--- Excerpt provided ---
In his late teens, with both of his parents' support, Calandrelli traveled to Europe to pursue a career in music. He arrived in Los Angeles in 1968 and collaborated with composer and arranger Clare Fischer. Inspired by him, Calandrelli decided to go back to Argentina and continue honing his skills.

He later returned to the United States with recommendation letters from the record labels he had worked with in Argentina. He recorded Russian-American conductor Andre Kostelanetz and a 65-piece orchestra at CBS' studio in New York.

Calandrelli started arranging for different artists, achieving wider recognition in 1981 with first Grammy Award nomination for Best Instrumental Arrangement for his work on "Forget the Woman" by Eddie Daniels. In 1987, he was nominated three times at the 29th Grammy Awards: in the Best Arrangement on an Instrumental category for "Solfeggietto/Metamorphosis" by Eddie Daniels and "The First Letter" from The Color Purple soundtrack and in the Best Instrumental Arrangement Accompanying Vocals category for Tony Bennett's version of Daniels' "Forget The Woman ".

Calandrelli's work with Bennett includes twelve recorded albums, six Grammy Nominations and two Grammy Awards won. Bennett's 2011 album "Duets II", arranged and conducted by Calandrelli debuted at No. 1 on the Billboard 200, Jazz Albums and Traditional Jazz Albums charts. This same No. 1 debut was achieved by Bennett's 2014 collaborative album with Lady Gaga "Cheek to Cheek", also arranged and orchestrated by Calandrelli.

He has arranged and conducted on eight Barbra Streisand albums, including "A Love Like Ours", "Timeless: Live in Concert", "The Christmas Collection" and "Walls". He is also credited on four Celine Dion albums, including "A New Day Has Come" and "One Heart". His work with cellist Yo-Yo Ma has earned him two Grammy Awards and three nominations.

--- Extracted records ---

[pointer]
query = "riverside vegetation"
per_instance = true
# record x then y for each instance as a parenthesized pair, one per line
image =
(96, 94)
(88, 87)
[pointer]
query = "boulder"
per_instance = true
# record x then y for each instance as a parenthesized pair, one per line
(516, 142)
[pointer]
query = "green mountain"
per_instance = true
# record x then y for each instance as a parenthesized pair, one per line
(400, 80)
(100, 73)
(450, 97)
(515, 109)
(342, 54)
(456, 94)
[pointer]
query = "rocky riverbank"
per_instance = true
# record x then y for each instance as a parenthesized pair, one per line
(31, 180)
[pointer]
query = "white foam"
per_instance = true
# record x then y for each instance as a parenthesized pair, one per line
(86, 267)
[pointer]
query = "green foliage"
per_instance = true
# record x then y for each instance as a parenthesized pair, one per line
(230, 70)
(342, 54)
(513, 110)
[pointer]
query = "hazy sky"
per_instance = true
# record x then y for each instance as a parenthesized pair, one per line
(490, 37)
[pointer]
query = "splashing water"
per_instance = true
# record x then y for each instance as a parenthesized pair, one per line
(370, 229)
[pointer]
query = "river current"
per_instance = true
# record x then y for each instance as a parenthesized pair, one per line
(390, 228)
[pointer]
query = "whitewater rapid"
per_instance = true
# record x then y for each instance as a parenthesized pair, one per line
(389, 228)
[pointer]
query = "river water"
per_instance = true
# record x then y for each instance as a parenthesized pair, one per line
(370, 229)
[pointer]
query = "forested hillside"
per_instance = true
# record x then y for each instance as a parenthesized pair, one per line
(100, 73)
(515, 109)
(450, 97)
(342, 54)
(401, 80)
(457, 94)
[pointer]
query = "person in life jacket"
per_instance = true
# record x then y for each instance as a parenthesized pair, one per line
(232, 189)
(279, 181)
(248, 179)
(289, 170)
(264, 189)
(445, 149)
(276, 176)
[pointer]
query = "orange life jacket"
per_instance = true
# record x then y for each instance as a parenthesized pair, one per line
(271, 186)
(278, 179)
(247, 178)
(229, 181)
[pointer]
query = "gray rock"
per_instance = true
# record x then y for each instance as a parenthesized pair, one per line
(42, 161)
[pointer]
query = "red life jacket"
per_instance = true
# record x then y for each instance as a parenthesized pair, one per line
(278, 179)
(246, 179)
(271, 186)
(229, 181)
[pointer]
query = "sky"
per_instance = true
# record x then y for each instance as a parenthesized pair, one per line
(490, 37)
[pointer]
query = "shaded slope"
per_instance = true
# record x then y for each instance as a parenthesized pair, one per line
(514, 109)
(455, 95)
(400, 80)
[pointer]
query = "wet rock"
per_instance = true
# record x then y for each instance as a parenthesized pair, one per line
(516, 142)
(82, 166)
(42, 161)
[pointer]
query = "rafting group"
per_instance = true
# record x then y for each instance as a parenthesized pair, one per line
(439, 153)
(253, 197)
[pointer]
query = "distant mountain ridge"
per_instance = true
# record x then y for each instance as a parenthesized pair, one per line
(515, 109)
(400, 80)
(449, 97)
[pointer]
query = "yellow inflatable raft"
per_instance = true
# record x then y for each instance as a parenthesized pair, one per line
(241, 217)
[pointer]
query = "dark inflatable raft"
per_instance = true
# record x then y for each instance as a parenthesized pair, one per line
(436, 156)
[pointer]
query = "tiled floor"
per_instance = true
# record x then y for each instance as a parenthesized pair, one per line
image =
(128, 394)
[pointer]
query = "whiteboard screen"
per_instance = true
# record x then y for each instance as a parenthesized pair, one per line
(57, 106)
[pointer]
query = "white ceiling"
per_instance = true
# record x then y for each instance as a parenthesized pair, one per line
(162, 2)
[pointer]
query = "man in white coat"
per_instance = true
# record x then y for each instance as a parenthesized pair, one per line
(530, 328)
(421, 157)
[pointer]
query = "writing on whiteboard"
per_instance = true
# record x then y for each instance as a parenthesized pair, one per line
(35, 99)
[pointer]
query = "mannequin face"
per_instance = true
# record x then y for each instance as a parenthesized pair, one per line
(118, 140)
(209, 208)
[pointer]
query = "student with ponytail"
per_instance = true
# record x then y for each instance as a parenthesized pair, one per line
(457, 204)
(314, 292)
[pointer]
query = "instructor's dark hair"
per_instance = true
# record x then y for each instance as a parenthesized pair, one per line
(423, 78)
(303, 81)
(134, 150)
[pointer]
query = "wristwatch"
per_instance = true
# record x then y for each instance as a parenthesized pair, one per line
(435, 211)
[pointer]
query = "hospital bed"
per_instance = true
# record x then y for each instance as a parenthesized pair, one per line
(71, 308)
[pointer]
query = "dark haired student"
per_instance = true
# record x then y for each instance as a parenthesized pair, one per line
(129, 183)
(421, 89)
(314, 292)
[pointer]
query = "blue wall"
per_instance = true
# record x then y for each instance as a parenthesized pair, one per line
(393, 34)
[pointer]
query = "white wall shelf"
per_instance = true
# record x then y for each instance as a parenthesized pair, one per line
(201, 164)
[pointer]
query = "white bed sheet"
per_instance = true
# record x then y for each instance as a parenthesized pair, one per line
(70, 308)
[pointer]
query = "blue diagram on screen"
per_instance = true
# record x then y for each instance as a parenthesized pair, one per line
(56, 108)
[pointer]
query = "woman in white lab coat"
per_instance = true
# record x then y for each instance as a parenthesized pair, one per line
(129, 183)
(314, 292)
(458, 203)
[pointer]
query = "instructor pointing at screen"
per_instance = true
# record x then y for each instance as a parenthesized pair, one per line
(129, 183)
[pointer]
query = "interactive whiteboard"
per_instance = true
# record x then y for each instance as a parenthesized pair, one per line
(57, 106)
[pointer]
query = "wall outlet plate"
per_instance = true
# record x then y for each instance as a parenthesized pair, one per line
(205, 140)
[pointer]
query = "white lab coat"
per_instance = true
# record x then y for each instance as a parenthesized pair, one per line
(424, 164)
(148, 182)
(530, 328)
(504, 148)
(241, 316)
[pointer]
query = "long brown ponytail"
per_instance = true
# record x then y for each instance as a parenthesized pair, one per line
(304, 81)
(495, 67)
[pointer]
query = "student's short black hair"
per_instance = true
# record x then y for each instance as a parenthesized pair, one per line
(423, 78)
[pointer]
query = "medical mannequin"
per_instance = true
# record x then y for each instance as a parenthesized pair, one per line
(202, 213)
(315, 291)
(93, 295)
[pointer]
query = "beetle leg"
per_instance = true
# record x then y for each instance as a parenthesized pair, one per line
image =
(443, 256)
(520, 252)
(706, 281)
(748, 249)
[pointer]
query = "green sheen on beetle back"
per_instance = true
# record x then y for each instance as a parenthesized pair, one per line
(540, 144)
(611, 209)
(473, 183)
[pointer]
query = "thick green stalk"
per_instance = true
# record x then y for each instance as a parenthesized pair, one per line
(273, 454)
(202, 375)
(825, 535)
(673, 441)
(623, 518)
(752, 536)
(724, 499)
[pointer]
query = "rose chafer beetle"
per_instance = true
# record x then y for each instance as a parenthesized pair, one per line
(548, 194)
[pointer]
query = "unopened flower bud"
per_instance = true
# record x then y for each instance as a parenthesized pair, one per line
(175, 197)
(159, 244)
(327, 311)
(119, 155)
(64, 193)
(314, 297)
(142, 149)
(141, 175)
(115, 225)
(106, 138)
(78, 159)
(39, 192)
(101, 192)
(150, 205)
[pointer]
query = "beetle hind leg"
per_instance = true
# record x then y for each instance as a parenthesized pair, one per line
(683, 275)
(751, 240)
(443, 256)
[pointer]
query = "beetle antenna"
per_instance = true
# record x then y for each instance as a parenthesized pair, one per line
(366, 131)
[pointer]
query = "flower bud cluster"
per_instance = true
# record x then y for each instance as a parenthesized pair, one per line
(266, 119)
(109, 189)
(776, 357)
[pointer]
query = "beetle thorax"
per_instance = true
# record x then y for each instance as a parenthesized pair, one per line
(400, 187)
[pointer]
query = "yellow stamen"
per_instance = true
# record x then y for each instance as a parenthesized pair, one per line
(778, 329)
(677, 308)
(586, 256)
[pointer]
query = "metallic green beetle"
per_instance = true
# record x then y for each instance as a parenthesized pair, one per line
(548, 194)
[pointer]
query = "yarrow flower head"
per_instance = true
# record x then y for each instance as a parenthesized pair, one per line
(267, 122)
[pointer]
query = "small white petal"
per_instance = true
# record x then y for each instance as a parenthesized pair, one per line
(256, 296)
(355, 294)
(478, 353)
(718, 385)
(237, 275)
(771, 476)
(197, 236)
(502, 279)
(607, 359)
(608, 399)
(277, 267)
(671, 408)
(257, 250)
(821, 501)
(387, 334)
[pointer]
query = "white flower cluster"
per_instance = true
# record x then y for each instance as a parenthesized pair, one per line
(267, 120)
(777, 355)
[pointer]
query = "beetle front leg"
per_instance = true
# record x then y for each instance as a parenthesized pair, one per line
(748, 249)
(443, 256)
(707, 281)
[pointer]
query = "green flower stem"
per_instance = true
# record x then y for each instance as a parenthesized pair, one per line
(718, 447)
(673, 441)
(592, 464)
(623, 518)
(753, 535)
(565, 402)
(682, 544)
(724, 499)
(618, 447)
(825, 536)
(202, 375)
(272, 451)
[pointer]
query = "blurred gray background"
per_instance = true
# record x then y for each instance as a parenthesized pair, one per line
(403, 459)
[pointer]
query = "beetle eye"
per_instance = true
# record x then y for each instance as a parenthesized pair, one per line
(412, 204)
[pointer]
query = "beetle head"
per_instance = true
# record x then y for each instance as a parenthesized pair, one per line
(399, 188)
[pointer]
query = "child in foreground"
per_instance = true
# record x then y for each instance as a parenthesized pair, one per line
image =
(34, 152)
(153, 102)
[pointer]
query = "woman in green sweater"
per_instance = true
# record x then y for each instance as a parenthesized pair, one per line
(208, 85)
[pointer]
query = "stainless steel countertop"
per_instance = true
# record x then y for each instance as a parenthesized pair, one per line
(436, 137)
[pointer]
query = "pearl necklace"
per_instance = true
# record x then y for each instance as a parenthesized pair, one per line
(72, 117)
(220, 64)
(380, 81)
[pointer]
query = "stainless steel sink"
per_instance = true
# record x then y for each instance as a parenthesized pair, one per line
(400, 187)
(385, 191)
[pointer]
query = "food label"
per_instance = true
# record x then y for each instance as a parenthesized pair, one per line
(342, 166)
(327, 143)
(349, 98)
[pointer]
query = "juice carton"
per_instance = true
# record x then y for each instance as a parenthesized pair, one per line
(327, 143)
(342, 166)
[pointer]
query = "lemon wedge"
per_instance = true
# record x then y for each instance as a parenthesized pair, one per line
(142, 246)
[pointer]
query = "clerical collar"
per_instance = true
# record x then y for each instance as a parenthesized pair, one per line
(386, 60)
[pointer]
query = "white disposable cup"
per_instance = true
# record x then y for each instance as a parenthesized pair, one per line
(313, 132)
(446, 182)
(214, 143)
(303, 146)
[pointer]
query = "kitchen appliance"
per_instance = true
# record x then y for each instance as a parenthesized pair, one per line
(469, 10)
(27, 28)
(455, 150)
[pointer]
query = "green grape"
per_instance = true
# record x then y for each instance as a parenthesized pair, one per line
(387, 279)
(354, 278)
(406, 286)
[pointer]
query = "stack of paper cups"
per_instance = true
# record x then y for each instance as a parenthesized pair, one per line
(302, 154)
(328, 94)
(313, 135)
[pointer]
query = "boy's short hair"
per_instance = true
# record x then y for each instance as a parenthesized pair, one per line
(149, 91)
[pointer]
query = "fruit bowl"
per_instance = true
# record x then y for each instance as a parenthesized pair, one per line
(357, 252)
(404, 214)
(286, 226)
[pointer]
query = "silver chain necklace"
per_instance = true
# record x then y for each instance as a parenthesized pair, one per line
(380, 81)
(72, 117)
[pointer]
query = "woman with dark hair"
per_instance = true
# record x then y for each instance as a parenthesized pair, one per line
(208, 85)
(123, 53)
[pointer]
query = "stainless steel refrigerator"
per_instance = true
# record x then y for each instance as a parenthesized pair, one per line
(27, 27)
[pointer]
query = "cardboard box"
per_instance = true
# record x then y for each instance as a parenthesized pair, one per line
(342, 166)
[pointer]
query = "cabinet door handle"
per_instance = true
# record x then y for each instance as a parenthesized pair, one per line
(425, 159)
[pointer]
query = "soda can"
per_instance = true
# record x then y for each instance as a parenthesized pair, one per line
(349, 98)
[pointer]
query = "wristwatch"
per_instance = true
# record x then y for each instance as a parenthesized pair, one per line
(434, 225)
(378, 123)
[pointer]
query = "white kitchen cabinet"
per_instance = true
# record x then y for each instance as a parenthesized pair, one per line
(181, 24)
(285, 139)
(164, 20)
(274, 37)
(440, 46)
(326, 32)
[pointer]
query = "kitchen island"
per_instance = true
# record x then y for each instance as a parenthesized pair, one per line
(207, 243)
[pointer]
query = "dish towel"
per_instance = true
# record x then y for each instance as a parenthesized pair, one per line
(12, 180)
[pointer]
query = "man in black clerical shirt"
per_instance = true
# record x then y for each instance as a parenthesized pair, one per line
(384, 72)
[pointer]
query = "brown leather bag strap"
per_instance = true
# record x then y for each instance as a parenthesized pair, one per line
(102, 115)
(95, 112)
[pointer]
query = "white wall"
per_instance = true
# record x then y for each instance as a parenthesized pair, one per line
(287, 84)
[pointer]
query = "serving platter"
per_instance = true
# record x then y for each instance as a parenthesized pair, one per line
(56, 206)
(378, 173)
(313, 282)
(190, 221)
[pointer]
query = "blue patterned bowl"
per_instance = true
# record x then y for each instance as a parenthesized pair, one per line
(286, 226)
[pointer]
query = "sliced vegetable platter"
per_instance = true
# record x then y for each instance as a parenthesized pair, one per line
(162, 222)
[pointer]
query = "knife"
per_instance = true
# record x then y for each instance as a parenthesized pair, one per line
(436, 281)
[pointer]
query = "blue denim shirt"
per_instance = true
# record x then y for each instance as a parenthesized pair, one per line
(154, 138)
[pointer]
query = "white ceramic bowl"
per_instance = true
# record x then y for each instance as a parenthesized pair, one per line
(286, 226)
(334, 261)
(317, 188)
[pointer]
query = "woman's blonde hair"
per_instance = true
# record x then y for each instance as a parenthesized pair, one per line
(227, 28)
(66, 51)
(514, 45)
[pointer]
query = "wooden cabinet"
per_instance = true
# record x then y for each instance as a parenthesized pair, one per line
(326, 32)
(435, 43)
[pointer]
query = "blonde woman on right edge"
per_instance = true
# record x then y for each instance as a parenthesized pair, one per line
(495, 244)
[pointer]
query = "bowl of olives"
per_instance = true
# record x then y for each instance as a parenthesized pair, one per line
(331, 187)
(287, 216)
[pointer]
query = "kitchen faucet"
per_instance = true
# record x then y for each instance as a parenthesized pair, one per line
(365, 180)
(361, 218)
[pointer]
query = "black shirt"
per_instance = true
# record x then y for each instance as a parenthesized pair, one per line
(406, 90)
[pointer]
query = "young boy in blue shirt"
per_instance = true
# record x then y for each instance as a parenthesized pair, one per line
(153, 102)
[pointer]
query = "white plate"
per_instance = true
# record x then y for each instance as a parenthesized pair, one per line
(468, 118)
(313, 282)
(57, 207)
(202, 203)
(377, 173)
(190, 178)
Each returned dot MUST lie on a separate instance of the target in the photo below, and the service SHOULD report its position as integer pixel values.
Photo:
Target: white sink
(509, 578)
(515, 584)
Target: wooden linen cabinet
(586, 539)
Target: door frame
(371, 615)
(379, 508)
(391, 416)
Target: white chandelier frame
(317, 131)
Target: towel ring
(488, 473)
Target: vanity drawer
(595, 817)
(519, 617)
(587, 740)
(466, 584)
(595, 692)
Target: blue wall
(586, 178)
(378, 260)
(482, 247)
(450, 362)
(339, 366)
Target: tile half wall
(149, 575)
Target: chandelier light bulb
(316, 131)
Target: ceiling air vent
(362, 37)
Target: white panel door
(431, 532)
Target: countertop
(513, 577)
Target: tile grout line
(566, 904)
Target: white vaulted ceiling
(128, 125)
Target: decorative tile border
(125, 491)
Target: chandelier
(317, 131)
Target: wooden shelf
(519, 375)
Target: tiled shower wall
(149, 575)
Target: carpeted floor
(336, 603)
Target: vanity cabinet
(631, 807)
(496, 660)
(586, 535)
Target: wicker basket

--- What to do ---
A – Please list every album title that the Calandrelli excerpt sets in quotation marks.
B – Turn the paragraph of the Calandrelli excerpt that starts "Calandrelli's work with Bennett" into a short bulleted list that keeps its main facts.
C – Decide whether each statement agrees with the Calandrelli excerpt. Answer yes or no, and quote the words that settle it: (i) Calandrelli arrived in Los Angeles in 1968. (ii) His first Grammy nomination came in 1987. (iii) He is credited on six Celine Dion albums.

--- Answers below ---
A –
- "Duets II"
- "Cheek to Cheek"
- "A Love Like Ours"
- "Timeless: Live in Concert"
- "The Christmas Collection"
- "Walls"
- "A New Day Has Come"
- "One Heart"

B –
- Calandrelli's work with Bennett: twelve recorded albums, six Grammy nominations, two Grammy Awards won.
- "Duets II" (2011), arranged and conducted by Calandrelli, debuted at No. 1 on the Billboard 200, Jazz Albums and Traditional Jazz Albums charts.
- "Cheek to Cheek" (2014), Bennett's collaborative album with Lady Gaga, arranged and orchestrated by Calandrelli, achieved the same No. 1 debut.

C –
(i) Yes: "He arrived in Los Angeles in 1968"
(ii) No: "achieving wider recognition in 1981 with first Grammy Award nomination"
(iii) No: "He is also credited on four Celine Dion albums"